尊敬的師父好!
各位同修大家好!
我是二零零零年得法的大法弟子,這次法會在同修們的鼓勵下,我整理了得法這二十一年來在修煉中的一些心得體悟,跟師父彙報,跟同修們交流。
一、得法前的人生
我從小生長在純樸的鄉村,因為家裏貧窮,小學畢業後不能再升學,只好外出工作。結婚後我仍然需要工作維持生活,但心中想要讀書的夢想依然狂熱。在先生的鼓勵下我再度進修。從初中到高中一口氣讀了六年,求學期間成績總是名列前茅,所以很受老師與同學的喜愛。
回想得法前的人生,不是拼工作就是拼學業,雖然如此忙碌,但心中總覺的好像在等待著甚麼。
二、有緣得法
有一天,一位煉法輪功的朋友來問我要不要煉功,還拿一本書要給我看。當時我覺的:我這麼忙哪有時間煉功?但是,這位朋友很有耐心,每次見到我,就邀我去煉功。我都以工作忙碌為藉口,一直拖到半年後,我才決定去買《轉法輪》。
沒想到,當我打開《轉法輪》,看到師父法像,我就開始掉眼淚。一邊讀法,一邊流淚,甚至痛哭出聲。心裏有一種很強的念頭:這就是我在等待的!這時,我明白了,我來到這個世界的目地是甚麼,吃了這麼多的苦,就是為了得這部法。

(資料集項目)
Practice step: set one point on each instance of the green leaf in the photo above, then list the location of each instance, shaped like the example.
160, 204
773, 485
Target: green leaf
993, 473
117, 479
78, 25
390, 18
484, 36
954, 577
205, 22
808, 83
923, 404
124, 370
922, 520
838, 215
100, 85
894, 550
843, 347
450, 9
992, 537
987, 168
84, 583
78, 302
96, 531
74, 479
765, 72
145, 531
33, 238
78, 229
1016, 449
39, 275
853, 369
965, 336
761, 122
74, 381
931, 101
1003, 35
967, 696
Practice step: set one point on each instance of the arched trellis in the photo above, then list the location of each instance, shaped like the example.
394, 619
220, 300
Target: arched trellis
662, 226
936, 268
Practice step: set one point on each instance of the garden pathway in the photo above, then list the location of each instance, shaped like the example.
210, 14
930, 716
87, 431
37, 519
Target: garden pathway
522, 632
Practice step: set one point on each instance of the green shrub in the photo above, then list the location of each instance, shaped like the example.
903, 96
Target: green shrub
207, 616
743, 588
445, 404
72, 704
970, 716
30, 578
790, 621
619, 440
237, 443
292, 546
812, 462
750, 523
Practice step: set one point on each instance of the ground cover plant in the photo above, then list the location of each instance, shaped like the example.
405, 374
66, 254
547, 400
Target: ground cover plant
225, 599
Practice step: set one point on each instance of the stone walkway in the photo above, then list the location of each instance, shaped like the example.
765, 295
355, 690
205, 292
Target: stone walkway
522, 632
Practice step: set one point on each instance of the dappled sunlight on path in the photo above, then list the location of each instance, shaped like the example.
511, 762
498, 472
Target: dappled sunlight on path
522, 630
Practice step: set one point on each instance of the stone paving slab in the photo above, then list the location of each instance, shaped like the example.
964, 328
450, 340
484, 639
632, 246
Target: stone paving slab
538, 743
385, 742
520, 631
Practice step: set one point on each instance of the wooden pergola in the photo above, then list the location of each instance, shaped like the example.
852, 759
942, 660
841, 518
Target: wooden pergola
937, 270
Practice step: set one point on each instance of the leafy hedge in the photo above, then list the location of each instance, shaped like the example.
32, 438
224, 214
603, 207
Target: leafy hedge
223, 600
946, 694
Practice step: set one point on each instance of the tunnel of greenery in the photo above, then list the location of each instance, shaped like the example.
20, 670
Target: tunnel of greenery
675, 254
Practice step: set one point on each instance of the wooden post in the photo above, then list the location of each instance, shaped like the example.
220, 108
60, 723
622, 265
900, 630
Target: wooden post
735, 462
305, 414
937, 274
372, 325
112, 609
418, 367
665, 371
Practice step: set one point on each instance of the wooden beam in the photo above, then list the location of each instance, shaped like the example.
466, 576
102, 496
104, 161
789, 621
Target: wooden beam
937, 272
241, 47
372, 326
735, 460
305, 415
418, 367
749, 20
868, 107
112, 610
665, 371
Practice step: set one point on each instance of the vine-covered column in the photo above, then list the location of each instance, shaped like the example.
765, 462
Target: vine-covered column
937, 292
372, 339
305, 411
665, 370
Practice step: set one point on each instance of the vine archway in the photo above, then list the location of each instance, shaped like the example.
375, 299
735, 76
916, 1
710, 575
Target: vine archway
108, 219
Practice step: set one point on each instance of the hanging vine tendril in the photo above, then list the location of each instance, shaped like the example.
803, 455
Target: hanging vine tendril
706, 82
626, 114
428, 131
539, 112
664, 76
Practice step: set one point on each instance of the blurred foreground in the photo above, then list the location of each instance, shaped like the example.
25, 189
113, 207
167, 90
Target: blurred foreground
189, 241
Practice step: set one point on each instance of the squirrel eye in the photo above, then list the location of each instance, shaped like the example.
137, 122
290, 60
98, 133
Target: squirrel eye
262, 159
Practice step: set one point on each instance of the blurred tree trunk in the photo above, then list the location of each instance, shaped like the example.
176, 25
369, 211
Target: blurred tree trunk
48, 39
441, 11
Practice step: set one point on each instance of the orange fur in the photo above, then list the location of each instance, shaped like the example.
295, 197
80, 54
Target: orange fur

題目 A: 根據這篇心得,文中的「我」在再度進修時,從初中到高中一口氣讀了幾年?
題目 B: 更新這篇心得從「我是二零零零年得法的大法弟子」到「後,我才決定去買《轉法輪》。」的段落,將「鄉村」改成「村莊」後完整寫出。
清單是獨立於這篇心得之外的另一份材料。

解答 A: 六年。

解答 B:
我是二零零零年得法的大法弟子,這次法會在同修們的鼓勵下,我整理了得法這二十一年來在修煉中的一些心得體悟,跟師父彙報,跟同修們交流。
一、得法前的人生
我從小生長在純樸的村莊,因為家裏貧窮,小學畢業後不能再升學,只好外出工作。結婚後我仍然需要工作維持生活,但心中想要讀書的夢想依然狂熱。在先生的鼓勵下我再度進修。從初中到高中一口氣讀了六年,求學期間成績總是名列前茅,所以很受老師與同學的喜愛。
回想得法前的人生,不是拼工作就是拼學業,雖然如此忙碌,但心中總覺的好像在等待著甚麼。
二、有緣得法
有一天,一位煉法輪功的朋友來問我要不要煉功,還拿一本書要給我看。當時我覺的:我這麼忙哪有時間煉功?但是,這位朋友很有耐心,每次見到我,就邀我去煉功。我都以工作忙碌為藉口,一直拖到半年後,我才決定去買《轉法輪》。